◆ TEKS BACAAN
Ketua umum Dewan Pimpinan Nasional Asosiasi Petani Tembakau Indonesia (DPN APTI), Agus Parmuji berpendapat, pemerintah dalam merumuskan arah kebijakan cukai tersebut semakin serampangan dan tidak memperhatikan aspek kelangsungan hidup petani tembakau.
"Poin-poin dalam arah kebijakan cukai itu semakin mendekatkan kiamat bagi petani tembakau. Sehingga niat pemerintah yang ingin membunuh nafas petani tembakau sebagai soko guru di negeri ini semakin nyata," tegas Agus Parmuji, Selasa (28/5/2024).
Agus Parmuji mengungkapkan, kenaikan cukai sebesar 10% yang berlaku tahun 2023 dan 2024 merupakan pukulan telak bagi petani tembakau. Lantaran, sudah 5 tahun berturut-turut keadaan petani tembakau tidak baik-baik saja, bahkan terpuruk mengingat hasil panen tembakau rontok baik harga dan terlambatnya penyerapan.
Menurut Agus Parmuji, dalam 5 tahun terakhir, kenaikan cukai cukup eksesif. Tahun 2020 cukai naik 23%, tahun 2021 naik 12,5%, tahun 2022 naik 12%, tahun 2023 dan 2024 naik 10%.
"Kenaikan cukai yang eksesif dalam 5 tahun terakhir itu semakin mendekatkan petani tembakau dalam jurang kematian," terangnya.
Bagi petani tembakau, salah satu kerontokan ekonomi petani tembakau selama 5 tahun ini merupakan dampak dari kenaikan cukai yang sangat tinggi. Tingginya tarif cukai hasil tembakau (CHT) akan membuat perusahaan mengurangi produksi yang secara tidak langsung, mengurangi pembelian bahan baku. Padahal, 95% tembakau yang dihasilkan petani, untuk bahan baku rokok.
“Pembelian tembakau industri di petani dari tahun 2020 turun terus. Karena cukai naik terus dan pasar rokok legal digerus rokok ilegal. Penurunan pembeliannya tiap tahun kisaran 20-30%," kata Agus Parmuji.

◆ SOAL LATIHAN
Sambung teks bacaan di atas tentang dampak kenaikan cukai bagi petani tembakau, dimulai sesudah kalimat terakhirnya.

◆ INFORMASI YANG DIBERIKAN
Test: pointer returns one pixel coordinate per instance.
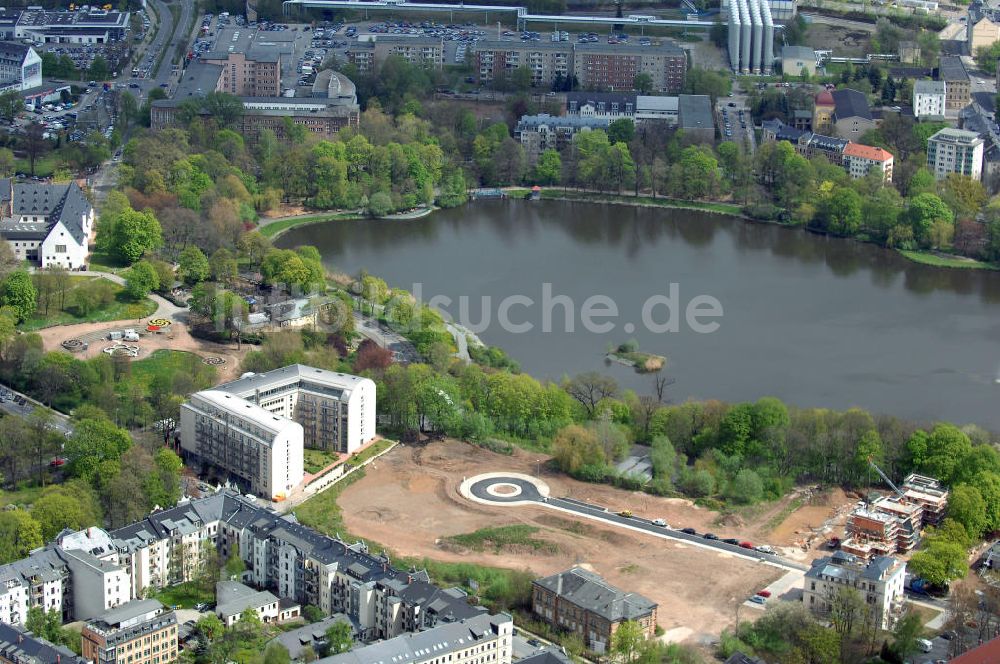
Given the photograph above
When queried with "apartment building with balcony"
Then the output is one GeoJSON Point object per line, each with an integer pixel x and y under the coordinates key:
{"type": "Point", "coordinates": [142, 631]}
{"type": "Point", "coordinates": [243, 442]}
{"type": "Point", "coordinates": [955, 151]}
{"type": "Point", "coordinates": [336, 410]}
{"type": "Point", "coordinates": [614, 67]}
{"type": "Point", "coordinates": [582, 602]}
{"type": "Point", "coordinates": [18, 646]}
{"type": "Point", "coordinates": [548, 61]}
{"type": "Point", "coordinates": [879, 584]}
{"type": "Point", "coordinates": [291, 561]}
{"type": "Point", "coordinates": [485, 639]}
{"type": "Point", "coordinates": [370, 51]}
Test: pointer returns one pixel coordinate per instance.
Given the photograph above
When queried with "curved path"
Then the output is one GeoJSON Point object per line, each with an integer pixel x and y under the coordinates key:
{"type": "Point", "coordinates": [513, 489]}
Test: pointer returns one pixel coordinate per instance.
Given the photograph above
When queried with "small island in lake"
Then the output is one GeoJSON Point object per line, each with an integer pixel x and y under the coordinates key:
{"type": "Point", "coordinates": [629, 354]}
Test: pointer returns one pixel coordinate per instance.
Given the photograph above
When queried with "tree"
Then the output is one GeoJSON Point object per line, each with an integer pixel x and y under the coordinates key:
{"type": "Point", "coordinates": [924, 212]}
{"type": "Point", "coordinates": [627, 641]}
{"type": "Point", "coordinates": [621, 130]}
{"type": "Point", "coordinates": [18, 292]}
{"type": "Point", "coordinates": [548, 170]}
{"type": "Point", "coordinates": [590, 388]}
{"type": "Point", "coordinates": [34, 144]}
{"type": "Point", "coordinates": [747, 487]}
{"type": "Point", "coordinates": [339, 638]}
{"type": "Point", "coordinates": [141, 279]}
{"type": "Point", "coordinates": [967, 507]}
{"type": "Point", "coordinates": [193, 266]}
{"type": "Point", "coordinates": [133, 234]}
{"type": "Point", "coordinates": [20, 534]}
{"type": "Point", "coordinates": [575, 448]}
{"type": "Point", "coordinates": [11, 103]}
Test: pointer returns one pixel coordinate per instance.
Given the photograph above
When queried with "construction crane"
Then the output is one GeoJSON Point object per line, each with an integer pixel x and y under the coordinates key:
{"type": "Point", "coordinates": [871, 462]}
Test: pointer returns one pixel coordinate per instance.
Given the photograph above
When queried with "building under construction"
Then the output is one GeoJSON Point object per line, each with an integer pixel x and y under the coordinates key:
{"type": "Point", "coordinates": [892, 524]}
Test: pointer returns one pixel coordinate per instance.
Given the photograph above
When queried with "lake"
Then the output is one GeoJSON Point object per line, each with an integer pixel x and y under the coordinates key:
{"type": "Point", "coordinates": [815, 321]}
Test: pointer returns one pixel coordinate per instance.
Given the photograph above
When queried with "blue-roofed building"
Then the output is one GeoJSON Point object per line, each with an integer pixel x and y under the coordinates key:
{"type": "Point", "coordinates": [879, 584]}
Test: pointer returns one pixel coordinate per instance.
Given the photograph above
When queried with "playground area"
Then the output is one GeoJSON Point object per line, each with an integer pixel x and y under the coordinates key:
{"type": "Point", "coordinates": [139, 340]}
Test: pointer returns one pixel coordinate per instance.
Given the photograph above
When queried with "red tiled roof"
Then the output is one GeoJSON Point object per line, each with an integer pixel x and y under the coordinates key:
{"type": "Point", "coordinates": [988, 653]}
{"type": "Point", "coordinates": [867, 152]}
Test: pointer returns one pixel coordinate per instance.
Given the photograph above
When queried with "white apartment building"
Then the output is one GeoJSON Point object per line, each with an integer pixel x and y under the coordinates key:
{"type": "Point", "coordinates": [879, 583]}
{"type": "Point", "coordinates": [46, 224]}
{"type": "Point", "coordinates": [482, 639]}
{"type": "Point", "coordinates": [259, 449]}
{"type": "Point", "coordinates": [929, 99]}
{"type": "Point", "coordinates": [955, 151]}
{"type": "Point", "coordinates": [336, 411]}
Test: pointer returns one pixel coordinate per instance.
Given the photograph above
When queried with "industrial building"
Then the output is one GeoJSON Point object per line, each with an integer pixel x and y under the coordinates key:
{"type": "Point", "coordinates": [751, 36]}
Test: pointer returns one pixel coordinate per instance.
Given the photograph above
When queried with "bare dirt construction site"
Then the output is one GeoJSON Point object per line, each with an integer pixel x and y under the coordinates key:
{"type": "Point", "coordinates": [409, 500]}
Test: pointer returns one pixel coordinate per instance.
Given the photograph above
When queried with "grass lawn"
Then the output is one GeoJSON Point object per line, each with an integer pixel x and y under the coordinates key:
{"type": "Point", "coordinates": [167, 363]}
{"type": "Point", "coordinates": [501, 537]}
{"type": "Point", "coordinates": [322, 513]}
{"type": "Point", "coordinates": [317, 460]}
{"type": "Point", "coordinates": [25, 494]}
{"type": "Point", "coordinates": [279, 227]}
{"type": "Point", "coordinates": [184, 595]}
{"type": "Point", "coordinates": [945, 261]}
{"type": "Point", "coordinates": [113, 304]}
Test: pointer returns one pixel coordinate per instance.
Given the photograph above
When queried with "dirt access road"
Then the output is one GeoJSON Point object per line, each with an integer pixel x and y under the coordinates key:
{"type": "Point", "coordinates": [409, 499]}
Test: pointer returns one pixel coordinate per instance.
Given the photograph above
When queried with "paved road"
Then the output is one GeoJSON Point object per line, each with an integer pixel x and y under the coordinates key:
{"type": "Point", "coordinates": [530, 493]}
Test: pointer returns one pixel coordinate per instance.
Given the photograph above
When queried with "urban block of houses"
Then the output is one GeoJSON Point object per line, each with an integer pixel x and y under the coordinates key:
{"type": "Point", "coordinates": [951, 70]}
{"type": "Point", "coordinates": [858, 160]}
{"type": "Point", "coordinates": [955, 151]}
{"type": "Point", "coordinates": [312, 635]}
{"type": "Point", "coordinates": [142, 631]}
{"type": "Point", "coordinates": [293, 562]}
{"type": "Point", "coordinates": [254, 429]}
{"type": "Point", "coordinates": [842, 112]}
{"type": "Point", "coordinates": [582, 602]}
{"type": "Point", "coordinates": [46, 224]}
{"type": "Point", "coordinates": [325, 113]}
{"type": "Point", "coordinates": [595, 66]}
{"type": "Point", "coordinates": [879, 583]}
{"type": "Point", "coordinates": [796, 59]}
{"type": "Point", "coordinates": [232, 598]}
{"type": "Point", "coordinates": [929, 99]}
{"type": "Point", "coordinates": [18, 646]}
{"type": "Point", "coordinates": [370, 51]}
{"type": "Point", "coordinates": [483, 638]}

◆ HASIL PENGERJAAN
Kenaikan Harga
Agus Parmuji menambahkan, dengan kenaikan harga, simplifikasi cukai, dan mendekatkan disparitas tarif antar layer, maka harga rokok makin mahal sehingga perokok berpotensi beralih ke rokok yang lebih murah, dan harga termurah hanya bisa ditawarkan oleh rokok ilegal.
"Penyederhanaan (simplifikasi) tarif cukai dan mendekatkan disparitas tarif antar layer juga menjadi ancaman harga rokok legal semakin tidak terbeli, dan perokok beralih ke rokok ilegal," terangnya.
Agus Parmuji menegaskan, dengan simplifikasi, tentu yang diuntungkan adalah perusahaan rokok dengan brand internasional, dimana produk-produknya sangat sedikit menggunakan tembakau lokal hasil panen petani. Bila itu diterapkan, bisa menjadi kiamat ekonomi bagi petani tembakau.
"Kami menolak arah kebijakan simplifikasi cukai dan mendekatkan disparitas tarif antar layer akan merugikan perusahaan-perusahaan rokok yang menjual produk-produk kretek. Struktur tarif cukai yang berlaku saat ini harus tetap dipertahankan," katanya.
Petani tembakau pun, kata Agus, sangat berdampak atas kondisi ini. Dibanding dengan industri rokok legal, penghasil rokok ilegal jika membeli tembakau tidak memiliki skema yang jelas. Mulai dari standar harga, waktu, hingga kuantitas yang akhirnya hanya merugikan petani bahkan tidak jelas model penyerapan bahan bakunya.
Ketika rokok ilegal marak di pasaran, mereka akan menggerus produk rokok yang resmi, sehingga produksi rokok yang resmi omset-nya akan turun, otomatis produsen juga akan mengurangi pembelian bahan baku dalam hal ini tembakau.
"Sederhananya, ketika produk rokok resmi semakin mahal pasti penjualanya tergerus rokok ilegal, dampak negatifnya pembelian bahan baku juga akan menurun, di sinilah rugi-nya petani,” katanya.